▶ **DATA SHOWN**
┌──

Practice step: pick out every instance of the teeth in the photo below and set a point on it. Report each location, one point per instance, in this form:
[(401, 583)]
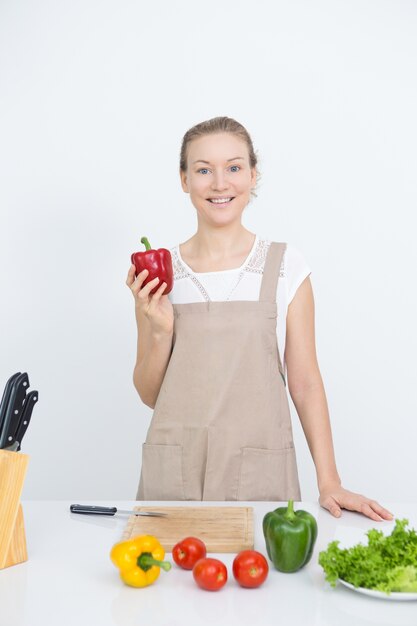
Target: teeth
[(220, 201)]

└──
┌──

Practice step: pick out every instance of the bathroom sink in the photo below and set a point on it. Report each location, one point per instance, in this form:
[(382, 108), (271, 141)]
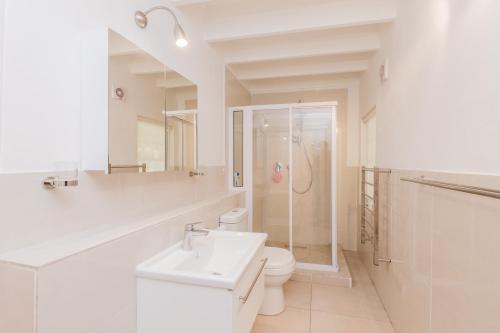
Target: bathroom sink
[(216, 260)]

└──

▶ **WORK ITEM**
Among the lines above, find those with the string "pick" and copy them.

▶ **WORKED SOLUTION**
Practice step: pick out every instance of the teeth in the photo below and set a point on it. Report each location, one point per instance, in this form:
Practice step: pick out every instance of the bathroom sink in the photo below and set a point on it. Report each location, one point per instance, in this form:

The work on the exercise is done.